[Stored data entries]

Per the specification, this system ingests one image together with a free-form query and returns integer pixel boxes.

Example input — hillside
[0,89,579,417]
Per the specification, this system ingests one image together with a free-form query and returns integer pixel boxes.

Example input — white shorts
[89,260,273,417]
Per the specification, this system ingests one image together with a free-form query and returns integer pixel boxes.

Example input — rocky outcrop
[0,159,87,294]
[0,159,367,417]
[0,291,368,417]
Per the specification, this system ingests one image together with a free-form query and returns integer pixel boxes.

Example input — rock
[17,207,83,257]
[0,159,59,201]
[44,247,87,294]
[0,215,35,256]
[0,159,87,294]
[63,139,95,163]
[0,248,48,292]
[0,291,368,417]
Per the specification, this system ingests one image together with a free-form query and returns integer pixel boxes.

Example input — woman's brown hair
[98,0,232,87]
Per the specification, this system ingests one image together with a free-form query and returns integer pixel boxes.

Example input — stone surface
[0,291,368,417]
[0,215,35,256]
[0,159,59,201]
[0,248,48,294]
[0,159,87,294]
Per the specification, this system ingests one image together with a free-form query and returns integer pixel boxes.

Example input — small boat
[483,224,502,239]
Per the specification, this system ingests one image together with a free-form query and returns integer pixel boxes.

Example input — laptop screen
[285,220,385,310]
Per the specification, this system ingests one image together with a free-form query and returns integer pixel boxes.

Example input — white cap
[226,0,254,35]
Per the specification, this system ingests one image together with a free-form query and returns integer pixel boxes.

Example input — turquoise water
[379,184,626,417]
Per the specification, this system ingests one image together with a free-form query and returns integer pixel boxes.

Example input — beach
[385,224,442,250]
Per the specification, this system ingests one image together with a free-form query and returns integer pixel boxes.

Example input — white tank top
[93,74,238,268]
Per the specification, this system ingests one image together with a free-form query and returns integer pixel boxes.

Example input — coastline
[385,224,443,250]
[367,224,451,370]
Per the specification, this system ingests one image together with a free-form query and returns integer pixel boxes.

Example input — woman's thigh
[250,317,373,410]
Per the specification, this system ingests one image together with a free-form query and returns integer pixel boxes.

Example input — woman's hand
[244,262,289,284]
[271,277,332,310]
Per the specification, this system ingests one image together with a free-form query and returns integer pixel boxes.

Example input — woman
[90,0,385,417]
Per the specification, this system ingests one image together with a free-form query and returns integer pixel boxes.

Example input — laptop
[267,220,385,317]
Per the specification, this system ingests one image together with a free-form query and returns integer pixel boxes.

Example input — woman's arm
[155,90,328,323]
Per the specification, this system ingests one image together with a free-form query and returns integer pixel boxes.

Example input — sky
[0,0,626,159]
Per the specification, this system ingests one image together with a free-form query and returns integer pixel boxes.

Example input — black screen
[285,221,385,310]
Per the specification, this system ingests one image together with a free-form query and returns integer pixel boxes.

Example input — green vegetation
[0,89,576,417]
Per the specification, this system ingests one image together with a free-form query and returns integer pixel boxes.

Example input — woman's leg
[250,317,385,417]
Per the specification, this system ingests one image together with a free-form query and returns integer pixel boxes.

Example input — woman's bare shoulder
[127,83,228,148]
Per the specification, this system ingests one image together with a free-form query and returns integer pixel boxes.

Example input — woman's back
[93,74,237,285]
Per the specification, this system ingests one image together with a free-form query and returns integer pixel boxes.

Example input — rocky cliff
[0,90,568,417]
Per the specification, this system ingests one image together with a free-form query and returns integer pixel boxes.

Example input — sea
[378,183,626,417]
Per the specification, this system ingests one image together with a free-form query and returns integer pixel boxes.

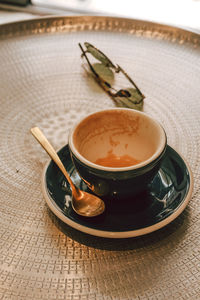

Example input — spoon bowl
[31,127,105,217]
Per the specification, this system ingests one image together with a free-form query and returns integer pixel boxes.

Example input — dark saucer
[42,145,193,238]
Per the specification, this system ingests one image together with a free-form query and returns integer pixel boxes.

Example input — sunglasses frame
[78,43,145,105]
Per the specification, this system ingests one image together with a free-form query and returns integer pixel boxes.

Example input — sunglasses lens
[84,43,116,68]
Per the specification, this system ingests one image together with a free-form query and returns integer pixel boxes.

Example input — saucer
[42,145,193,238]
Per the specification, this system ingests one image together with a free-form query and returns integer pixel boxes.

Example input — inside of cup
[72,109,163,168]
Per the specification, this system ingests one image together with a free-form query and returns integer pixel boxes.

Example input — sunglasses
[79,42,145,110]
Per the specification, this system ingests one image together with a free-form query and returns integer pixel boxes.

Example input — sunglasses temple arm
[117,65,145,99]
[78,43,99,78]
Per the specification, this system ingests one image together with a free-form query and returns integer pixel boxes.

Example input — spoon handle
[31,127,75,189]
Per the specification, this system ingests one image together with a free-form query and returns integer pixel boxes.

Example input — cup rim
[68,107,167,172]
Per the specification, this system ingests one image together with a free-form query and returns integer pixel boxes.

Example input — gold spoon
[31,127,105,217]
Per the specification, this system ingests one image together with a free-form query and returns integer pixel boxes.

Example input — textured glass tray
[0,16,200,300]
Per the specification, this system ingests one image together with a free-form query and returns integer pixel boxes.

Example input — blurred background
[0,0,200,32]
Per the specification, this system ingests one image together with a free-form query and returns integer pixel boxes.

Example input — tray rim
[0,15,200,45]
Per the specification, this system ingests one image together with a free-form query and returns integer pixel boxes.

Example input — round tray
[0,16,200,300]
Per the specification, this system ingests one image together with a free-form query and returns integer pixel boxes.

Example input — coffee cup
[68,108,167,201]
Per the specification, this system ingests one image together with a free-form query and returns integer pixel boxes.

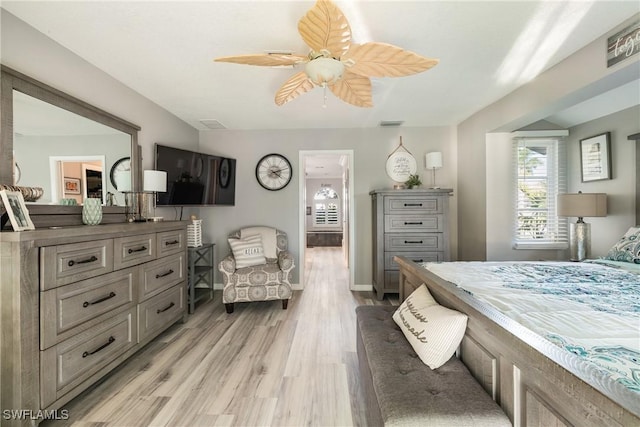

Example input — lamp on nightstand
[558,191,607,261]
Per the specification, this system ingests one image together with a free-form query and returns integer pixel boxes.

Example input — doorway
[298,150,355,290]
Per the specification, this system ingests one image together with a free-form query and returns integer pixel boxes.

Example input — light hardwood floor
[41,248,390,427]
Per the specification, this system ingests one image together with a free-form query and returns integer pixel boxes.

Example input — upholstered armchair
[218,226,294,313]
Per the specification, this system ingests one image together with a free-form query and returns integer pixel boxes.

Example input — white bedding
[422,261,640,398]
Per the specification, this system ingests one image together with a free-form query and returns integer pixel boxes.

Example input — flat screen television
[155,143,236,206]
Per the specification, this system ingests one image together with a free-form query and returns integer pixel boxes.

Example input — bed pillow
[393,284,467,369]
[229,234,267,268]
[604,227,640,264]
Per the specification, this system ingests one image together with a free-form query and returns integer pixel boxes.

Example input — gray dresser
[0,221,187,425]
[369,188,453,300]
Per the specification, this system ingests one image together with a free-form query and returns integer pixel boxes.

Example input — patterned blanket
[422,262,640,397]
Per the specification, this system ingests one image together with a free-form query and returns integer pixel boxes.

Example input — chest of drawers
[369,189,452,300]
[0,221,187,425]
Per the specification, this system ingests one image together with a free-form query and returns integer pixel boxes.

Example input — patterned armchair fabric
[218,226,294,313]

What is asked —
Locate each line in the stored data entries above that contains the string "saucer", and copy every such line.

Correct result —
Example input — dark saucer
Example input — saucer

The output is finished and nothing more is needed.